• **WRITTEN TASK**
Reproduce every line of the material below without alteration, leaving the pictures out of your answer.

** Begin LISTING **

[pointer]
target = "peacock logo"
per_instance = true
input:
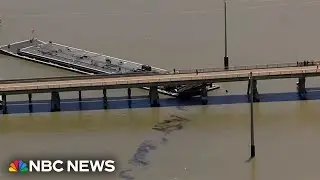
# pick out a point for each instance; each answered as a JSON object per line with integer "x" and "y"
{"x": 18, "y": 166}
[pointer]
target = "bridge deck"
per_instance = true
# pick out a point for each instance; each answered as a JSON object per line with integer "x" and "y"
{"x": 164, "y": 79}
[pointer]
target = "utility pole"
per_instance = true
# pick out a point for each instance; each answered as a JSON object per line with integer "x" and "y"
{"x": 252, "y": 146}
{"x": 226, "y": 58}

** End LISTING **

• **SOLVED PROBLEM**
[pointer]
target = "peacock logo"
per_instance = true
input:
# pick out a point for each instance; each answered as a JSON object per line with integer "x" and "y"
{"x": 18, "y": 166}
[pointer]
target = "bridge deck"
per_instance = true
# pick out a point for each instance; each answered as a JSON object per line with integer "x" and "y"
{"x": 164, "y": 79}
[pointer]
target = "utility pole"
per_instance = true
# pick out a point for each instance; each answered as a JSON object per line with integer "x" and "y"
{"x": 252, "y": 146}
{"x": 226, "y": 58}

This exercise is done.